[Provided data]

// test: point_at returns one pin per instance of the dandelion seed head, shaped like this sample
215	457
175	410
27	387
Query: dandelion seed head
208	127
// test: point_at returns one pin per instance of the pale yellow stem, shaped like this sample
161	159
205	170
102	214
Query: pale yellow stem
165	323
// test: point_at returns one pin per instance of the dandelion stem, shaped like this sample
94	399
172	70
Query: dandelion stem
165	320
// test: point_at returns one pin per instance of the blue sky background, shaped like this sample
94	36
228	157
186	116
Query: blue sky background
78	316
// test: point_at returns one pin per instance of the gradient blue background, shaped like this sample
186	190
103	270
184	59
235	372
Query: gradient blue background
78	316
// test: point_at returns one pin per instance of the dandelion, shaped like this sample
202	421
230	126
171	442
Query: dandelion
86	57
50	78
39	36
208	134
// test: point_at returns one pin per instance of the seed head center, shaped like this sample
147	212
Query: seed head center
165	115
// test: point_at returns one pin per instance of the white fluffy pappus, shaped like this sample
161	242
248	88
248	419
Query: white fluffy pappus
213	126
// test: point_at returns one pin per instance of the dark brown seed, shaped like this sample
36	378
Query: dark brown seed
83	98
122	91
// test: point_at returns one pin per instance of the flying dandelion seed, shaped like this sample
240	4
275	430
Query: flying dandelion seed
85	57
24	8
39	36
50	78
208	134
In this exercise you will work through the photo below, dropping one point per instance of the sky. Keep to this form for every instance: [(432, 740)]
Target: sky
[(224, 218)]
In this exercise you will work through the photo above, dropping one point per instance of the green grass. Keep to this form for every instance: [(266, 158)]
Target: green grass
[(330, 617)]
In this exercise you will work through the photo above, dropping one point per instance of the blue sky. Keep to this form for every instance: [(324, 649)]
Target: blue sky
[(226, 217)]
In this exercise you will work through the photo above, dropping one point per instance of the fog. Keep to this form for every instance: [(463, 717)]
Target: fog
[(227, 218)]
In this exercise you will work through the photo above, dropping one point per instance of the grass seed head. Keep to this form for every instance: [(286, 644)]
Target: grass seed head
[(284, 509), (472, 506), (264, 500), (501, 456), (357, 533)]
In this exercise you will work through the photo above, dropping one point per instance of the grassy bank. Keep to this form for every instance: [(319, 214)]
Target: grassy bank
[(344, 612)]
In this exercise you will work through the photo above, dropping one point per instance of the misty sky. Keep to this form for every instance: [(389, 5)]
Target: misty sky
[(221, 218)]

[/Provided data]

* **Exercise description**: Pick out the lines above that hold the string "shaped" and show them.

* **Answer box**:
// test: point_at returns one pin per instance of the dandelion seed head, shaped like this sample
// test: point_at returns one pin per instance of the pale yellow stem, shaped like this sample
// test: point_at returns one pin per instance of the dandelion stem, shaped like this sample
// test: point_at returns one pin per instance of the blue sky background, shaped like this sample
// test: point_at returns one pin per instance of the gradient blue background, shaped like this sample
// test: point_at returns one pin per instance of the dandelion, shaped like this sample
// test: point_at returns one pin per instance of the seed head center, shaped like this sample
// test: point_at returns one pin per instance of the white fluffy pappus, shaped like this sample
// test: point_at returns one pin per instance of the dark brown seed, shaped like this sample
// test: point_at returns one pin per instance of the flying dandelion seed, shaped like this sample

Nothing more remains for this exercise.